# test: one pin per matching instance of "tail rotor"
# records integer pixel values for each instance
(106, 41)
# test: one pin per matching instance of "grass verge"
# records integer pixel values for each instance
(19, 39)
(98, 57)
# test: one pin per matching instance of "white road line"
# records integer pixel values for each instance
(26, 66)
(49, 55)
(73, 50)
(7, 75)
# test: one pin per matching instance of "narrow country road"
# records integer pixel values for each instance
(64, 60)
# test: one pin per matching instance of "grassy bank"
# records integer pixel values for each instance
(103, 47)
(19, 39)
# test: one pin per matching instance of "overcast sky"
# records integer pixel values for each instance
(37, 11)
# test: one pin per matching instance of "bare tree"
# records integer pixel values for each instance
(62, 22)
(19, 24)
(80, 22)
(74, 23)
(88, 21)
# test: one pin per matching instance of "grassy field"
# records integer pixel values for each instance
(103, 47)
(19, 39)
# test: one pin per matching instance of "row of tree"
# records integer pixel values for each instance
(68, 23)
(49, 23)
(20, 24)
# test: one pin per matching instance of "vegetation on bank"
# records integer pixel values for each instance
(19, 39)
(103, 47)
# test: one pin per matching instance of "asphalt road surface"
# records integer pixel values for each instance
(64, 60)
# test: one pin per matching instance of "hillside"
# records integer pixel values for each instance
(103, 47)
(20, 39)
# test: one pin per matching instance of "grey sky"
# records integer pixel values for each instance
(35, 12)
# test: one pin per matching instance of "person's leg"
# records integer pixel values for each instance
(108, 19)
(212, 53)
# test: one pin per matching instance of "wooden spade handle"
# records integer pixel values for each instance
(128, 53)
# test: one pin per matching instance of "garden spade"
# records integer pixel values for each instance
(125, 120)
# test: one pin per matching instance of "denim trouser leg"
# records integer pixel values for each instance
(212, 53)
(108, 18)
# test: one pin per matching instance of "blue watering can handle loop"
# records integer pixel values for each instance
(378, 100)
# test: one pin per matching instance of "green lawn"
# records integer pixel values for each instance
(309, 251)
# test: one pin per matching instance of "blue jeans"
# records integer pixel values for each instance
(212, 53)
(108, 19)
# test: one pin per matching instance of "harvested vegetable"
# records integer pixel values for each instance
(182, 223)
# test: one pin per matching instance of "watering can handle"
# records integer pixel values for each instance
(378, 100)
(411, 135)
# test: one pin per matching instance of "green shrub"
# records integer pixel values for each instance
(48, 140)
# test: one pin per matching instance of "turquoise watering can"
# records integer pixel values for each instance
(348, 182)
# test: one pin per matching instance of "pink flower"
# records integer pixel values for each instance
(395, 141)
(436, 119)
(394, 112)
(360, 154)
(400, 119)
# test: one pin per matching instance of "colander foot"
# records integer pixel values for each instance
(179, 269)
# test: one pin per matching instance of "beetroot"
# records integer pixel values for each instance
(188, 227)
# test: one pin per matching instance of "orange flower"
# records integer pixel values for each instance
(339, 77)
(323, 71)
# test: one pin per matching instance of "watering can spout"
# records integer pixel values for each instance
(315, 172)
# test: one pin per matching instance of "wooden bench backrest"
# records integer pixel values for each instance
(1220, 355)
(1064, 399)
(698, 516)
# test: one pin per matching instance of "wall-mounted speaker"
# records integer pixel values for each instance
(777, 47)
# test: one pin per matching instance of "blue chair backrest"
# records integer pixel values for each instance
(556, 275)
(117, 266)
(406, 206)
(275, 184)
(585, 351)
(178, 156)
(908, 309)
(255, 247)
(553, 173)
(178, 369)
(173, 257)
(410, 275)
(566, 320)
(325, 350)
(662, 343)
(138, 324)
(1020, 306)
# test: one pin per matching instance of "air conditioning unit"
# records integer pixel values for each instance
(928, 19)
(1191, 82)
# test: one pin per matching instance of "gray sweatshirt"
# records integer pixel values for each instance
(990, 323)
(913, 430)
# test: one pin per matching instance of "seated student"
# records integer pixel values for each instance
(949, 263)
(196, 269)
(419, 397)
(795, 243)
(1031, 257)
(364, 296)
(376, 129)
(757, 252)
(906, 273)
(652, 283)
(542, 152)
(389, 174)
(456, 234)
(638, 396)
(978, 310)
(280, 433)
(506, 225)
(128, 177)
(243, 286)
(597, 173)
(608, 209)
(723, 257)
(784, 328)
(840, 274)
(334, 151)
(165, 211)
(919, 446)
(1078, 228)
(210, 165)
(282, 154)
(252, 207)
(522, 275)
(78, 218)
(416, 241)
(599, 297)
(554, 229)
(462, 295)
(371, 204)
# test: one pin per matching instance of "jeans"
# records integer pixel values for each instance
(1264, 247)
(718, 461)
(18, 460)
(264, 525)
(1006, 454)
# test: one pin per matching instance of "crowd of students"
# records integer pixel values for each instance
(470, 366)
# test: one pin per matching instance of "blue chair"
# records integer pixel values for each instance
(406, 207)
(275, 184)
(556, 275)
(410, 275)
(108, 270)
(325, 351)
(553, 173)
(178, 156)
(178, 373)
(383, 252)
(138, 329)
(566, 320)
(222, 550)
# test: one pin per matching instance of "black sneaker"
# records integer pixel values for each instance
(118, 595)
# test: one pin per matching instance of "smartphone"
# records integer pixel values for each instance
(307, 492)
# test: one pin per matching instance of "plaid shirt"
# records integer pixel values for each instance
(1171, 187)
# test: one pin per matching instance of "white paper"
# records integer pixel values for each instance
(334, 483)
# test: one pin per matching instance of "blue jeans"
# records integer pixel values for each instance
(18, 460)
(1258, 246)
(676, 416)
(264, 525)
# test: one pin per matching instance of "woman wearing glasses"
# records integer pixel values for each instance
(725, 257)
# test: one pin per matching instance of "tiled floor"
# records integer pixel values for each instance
-*-*-
- **Given request**
Return each line of the records that contains the string "flower".

- **Right answer**
# test: one pin per matching instance of "pink flower"
# test: one pin per matching instance of "orange flower"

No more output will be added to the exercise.